_Task requirements_
Which lines run from the line with "Objective — for every instance of the dog's tail, place" to the end of the entries? Write out exactly those, leaving out the pictures.

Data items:

────────────────────

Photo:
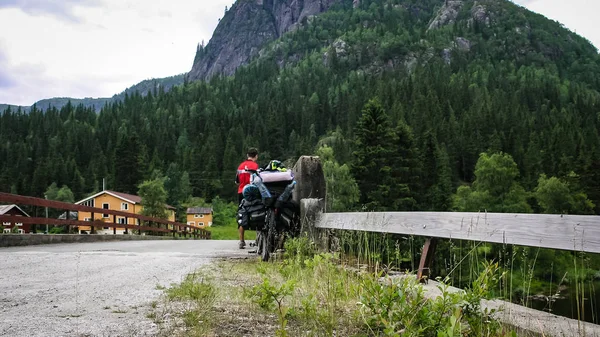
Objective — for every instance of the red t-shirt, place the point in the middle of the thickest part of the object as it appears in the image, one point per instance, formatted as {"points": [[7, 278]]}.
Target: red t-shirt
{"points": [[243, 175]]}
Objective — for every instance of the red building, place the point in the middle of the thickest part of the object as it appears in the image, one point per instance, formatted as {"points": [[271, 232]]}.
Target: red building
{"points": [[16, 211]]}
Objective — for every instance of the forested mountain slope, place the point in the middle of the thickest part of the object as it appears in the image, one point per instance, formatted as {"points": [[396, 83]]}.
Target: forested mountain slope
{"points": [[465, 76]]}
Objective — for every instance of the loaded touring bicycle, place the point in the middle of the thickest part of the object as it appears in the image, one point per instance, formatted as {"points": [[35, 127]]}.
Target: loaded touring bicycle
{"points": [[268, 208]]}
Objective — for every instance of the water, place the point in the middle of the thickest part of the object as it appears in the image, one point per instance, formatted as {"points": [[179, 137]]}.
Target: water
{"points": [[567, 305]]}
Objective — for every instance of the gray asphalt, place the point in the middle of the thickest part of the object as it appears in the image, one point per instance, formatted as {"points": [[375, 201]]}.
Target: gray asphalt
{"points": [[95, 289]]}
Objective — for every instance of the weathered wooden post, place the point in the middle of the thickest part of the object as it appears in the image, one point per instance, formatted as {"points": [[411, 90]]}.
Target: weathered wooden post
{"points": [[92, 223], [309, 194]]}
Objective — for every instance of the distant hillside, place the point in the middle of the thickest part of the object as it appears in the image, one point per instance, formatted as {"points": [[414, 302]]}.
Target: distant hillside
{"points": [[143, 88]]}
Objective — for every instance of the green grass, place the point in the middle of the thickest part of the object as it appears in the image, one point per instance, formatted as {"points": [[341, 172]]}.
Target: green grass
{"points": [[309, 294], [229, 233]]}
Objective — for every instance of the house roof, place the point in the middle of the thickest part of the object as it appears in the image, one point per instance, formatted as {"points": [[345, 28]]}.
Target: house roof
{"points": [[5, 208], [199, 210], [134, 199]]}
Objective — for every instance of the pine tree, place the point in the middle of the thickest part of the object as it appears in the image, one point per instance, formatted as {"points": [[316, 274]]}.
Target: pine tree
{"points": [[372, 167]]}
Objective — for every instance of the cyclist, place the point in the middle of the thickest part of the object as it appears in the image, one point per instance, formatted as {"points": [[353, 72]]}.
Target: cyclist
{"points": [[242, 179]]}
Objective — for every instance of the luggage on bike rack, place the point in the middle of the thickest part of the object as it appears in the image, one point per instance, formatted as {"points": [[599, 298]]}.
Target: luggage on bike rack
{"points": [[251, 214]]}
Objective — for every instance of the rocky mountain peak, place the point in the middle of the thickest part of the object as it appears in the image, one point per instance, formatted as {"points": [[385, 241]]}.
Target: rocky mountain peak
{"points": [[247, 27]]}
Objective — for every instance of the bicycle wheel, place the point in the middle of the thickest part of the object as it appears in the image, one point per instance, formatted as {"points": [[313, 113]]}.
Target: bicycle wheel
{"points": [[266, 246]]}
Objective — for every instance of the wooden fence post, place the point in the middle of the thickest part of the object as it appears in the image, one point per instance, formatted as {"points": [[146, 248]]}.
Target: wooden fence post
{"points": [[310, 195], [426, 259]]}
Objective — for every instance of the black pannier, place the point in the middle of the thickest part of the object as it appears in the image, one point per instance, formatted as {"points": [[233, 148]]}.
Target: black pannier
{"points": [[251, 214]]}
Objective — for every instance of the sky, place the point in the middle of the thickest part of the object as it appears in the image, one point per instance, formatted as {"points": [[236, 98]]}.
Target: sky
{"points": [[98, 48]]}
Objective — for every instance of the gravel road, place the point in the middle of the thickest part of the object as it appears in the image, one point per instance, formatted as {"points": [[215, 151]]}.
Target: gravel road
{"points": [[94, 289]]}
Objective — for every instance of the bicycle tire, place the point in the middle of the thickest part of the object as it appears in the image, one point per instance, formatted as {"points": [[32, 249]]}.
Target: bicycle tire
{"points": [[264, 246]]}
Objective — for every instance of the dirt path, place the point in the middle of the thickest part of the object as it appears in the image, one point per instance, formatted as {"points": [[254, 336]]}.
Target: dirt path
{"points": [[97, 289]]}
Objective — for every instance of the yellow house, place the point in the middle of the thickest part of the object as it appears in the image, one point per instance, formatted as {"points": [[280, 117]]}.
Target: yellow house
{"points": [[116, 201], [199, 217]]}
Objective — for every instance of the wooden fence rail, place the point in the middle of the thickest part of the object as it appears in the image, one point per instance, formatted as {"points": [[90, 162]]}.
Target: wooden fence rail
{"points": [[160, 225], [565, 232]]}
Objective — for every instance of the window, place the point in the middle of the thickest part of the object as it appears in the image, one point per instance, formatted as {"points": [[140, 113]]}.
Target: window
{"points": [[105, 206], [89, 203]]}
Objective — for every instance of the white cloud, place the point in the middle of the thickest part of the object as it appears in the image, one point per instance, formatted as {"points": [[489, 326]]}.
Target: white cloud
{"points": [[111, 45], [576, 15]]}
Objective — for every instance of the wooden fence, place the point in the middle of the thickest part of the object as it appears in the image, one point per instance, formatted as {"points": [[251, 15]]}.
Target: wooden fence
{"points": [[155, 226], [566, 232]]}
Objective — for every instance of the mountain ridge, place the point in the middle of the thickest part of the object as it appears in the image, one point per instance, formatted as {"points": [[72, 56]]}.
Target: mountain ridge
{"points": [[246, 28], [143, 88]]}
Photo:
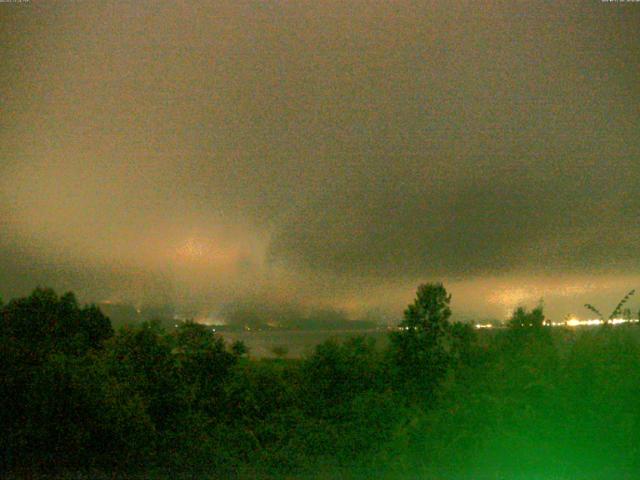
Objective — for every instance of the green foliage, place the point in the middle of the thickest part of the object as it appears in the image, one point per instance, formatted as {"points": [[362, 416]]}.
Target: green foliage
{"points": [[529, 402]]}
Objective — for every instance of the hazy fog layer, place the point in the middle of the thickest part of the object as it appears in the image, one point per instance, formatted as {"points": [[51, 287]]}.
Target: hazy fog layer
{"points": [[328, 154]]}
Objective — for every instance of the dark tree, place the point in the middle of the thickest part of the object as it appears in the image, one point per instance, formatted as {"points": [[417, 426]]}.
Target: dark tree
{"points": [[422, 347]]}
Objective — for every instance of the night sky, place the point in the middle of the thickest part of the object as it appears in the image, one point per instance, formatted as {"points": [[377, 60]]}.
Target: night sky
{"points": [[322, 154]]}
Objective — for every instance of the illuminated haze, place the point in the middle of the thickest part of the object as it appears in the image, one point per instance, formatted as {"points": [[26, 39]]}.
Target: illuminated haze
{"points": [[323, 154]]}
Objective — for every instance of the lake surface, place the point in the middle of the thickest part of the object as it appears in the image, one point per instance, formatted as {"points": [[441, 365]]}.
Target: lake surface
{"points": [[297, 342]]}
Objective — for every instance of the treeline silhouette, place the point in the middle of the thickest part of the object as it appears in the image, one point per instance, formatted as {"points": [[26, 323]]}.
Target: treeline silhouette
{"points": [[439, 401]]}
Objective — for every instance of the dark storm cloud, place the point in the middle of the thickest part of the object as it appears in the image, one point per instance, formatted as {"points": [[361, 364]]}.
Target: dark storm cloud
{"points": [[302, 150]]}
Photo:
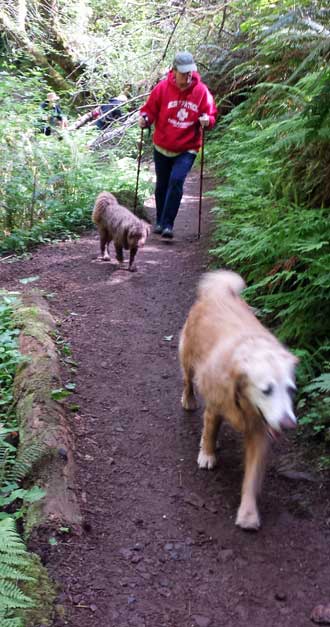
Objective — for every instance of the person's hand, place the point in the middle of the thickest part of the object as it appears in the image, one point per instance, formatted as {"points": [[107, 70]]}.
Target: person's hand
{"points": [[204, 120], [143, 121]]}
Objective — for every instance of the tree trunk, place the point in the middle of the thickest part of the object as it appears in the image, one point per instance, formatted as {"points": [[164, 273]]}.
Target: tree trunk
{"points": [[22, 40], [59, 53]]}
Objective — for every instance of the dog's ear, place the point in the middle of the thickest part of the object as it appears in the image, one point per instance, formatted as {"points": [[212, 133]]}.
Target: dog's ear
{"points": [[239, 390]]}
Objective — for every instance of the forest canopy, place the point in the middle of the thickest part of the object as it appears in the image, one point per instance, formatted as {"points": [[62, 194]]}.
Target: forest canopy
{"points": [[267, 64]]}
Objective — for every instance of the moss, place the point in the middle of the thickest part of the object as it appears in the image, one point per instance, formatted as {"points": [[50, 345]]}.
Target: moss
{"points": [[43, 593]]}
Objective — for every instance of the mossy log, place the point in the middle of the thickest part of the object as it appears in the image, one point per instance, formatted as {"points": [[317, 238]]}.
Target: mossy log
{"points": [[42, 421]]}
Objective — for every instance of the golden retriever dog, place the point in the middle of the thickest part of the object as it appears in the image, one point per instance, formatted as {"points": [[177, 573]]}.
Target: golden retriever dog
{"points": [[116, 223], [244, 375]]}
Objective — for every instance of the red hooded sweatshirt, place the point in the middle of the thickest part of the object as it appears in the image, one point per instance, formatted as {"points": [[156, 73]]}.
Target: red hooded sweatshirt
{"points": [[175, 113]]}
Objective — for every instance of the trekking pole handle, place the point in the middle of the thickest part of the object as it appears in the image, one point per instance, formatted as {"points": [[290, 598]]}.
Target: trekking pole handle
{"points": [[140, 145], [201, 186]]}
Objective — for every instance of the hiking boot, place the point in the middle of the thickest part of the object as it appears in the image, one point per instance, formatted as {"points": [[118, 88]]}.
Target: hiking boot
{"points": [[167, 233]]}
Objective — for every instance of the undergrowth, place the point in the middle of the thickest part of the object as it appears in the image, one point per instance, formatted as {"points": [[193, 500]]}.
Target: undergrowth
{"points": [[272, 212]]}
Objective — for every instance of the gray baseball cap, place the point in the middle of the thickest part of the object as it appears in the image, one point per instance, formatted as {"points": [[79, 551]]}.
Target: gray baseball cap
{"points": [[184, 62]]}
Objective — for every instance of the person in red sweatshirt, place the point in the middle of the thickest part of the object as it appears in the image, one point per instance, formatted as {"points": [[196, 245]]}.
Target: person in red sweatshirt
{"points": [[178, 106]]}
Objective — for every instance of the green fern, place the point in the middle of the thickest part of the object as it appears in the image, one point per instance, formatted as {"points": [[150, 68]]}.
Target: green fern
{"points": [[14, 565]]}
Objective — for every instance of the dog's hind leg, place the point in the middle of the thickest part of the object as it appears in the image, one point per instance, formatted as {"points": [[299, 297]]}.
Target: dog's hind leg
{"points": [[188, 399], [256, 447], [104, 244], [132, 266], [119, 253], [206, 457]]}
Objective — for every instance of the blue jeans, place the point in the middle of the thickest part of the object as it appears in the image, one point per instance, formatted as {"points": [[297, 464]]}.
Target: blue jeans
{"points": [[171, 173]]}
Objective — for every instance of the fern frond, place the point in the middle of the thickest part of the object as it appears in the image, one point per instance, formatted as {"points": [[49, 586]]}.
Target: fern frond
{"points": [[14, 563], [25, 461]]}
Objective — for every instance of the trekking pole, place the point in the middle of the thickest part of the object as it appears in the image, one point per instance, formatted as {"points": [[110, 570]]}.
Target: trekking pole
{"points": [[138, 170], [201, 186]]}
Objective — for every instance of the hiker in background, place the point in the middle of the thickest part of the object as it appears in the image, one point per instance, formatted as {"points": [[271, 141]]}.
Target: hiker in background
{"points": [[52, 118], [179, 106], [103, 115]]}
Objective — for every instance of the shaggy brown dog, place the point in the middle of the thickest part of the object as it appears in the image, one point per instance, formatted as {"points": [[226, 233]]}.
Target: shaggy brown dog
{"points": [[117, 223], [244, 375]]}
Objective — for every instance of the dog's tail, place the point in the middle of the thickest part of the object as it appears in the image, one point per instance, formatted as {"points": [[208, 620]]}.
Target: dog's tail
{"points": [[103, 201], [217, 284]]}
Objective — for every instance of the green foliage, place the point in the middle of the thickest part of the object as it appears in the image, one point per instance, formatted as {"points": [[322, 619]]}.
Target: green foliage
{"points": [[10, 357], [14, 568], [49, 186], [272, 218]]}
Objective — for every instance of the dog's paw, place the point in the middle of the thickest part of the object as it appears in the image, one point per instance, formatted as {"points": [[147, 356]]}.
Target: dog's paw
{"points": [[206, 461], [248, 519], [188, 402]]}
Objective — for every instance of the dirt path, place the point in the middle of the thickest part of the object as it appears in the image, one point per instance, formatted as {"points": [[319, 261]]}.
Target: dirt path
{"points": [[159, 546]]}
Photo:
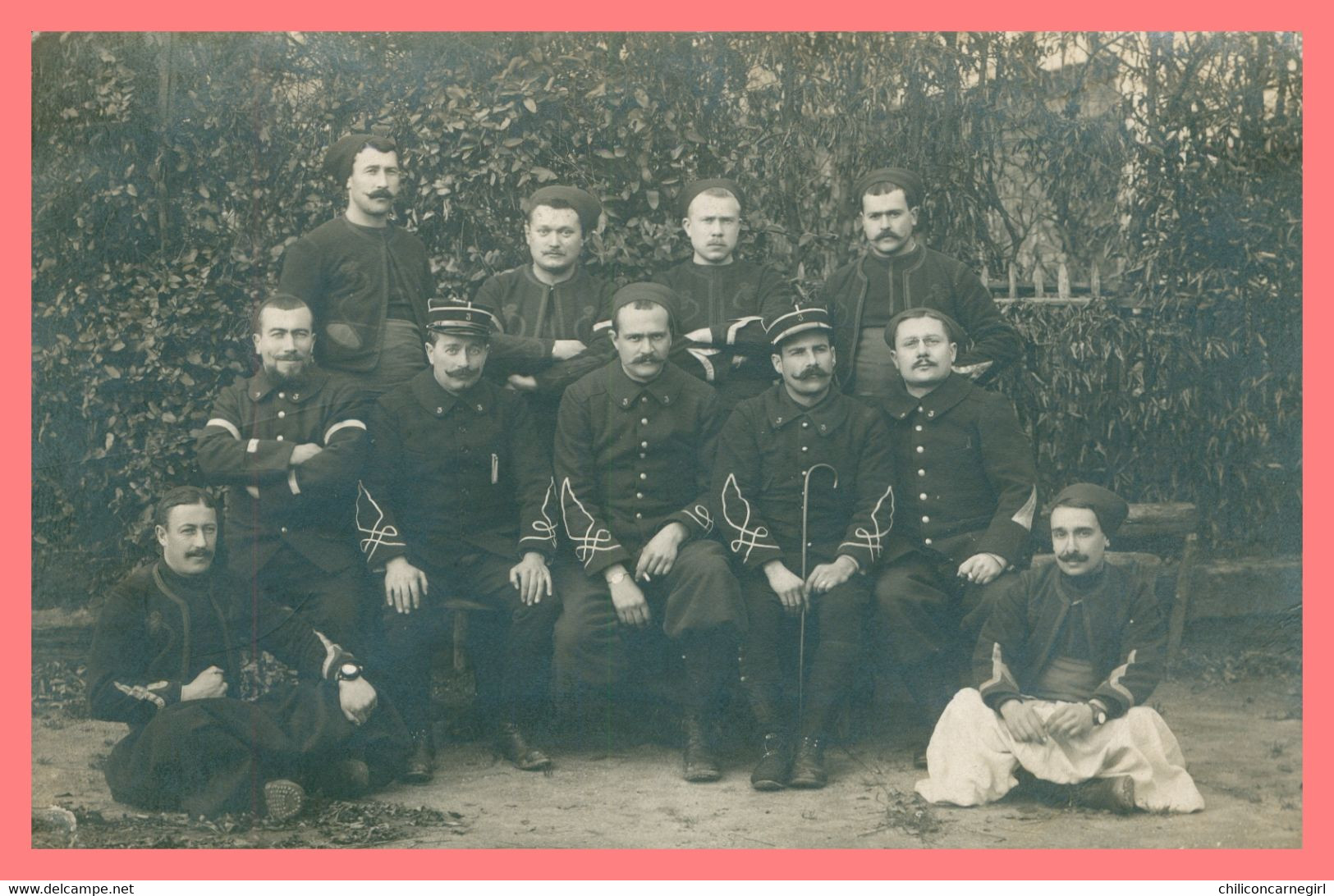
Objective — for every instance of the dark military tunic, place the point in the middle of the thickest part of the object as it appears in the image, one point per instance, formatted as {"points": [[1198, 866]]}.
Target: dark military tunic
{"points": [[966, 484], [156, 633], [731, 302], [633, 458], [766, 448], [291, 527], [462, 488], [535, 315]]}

────────────────────

_Task answer_
Objective — for every instance of the dog's tail, place the point in the middle of the thickest part of the object as it appears in the image, one point per instance, formatted as {"points": [[208, 620]]}.
Target: dog's tail
{"points": [[103, 201], [217, 284]]}
Objective — for every instance of the green foliage, place the point in the middle of the thickest part of the object as it appears in the image, one point per instance, formatted as {"points": [[322, 619]]}.
Target: green foliage
{"points": [[10, 357], [14, 568], [49, 186], [272, 218]]}
Objective — for every instance of the dog's paw, place the point in the middle of the thickest part of the object as it appears in the image, one point per instance, formatted as {"points": [[147, 356]]}.
Target: dog's paw
{"points": [[206, 461], [248, 519], [188, 402]]}
Objective — for every instance of the dirt path, place the point in the middle of the thickest part of the object as it appears in the image, one point per instance, formatted as {"points": [[319, 261]]}.
Target: dirt path
{"points": [[159, 546]]}
Photo:
Objective — for every instance of the dark military tunic, place the point in the middle of the thickest part of the object as it appears in the image, one point per instance, formatted as {"points": [[1198, 866]]}.
Target: dark military tunic
{"points": [[966, 484], [156, 633], [731, 302], [633, 458], [766, 448], [291, 527], [462, 488], [535, 315]]}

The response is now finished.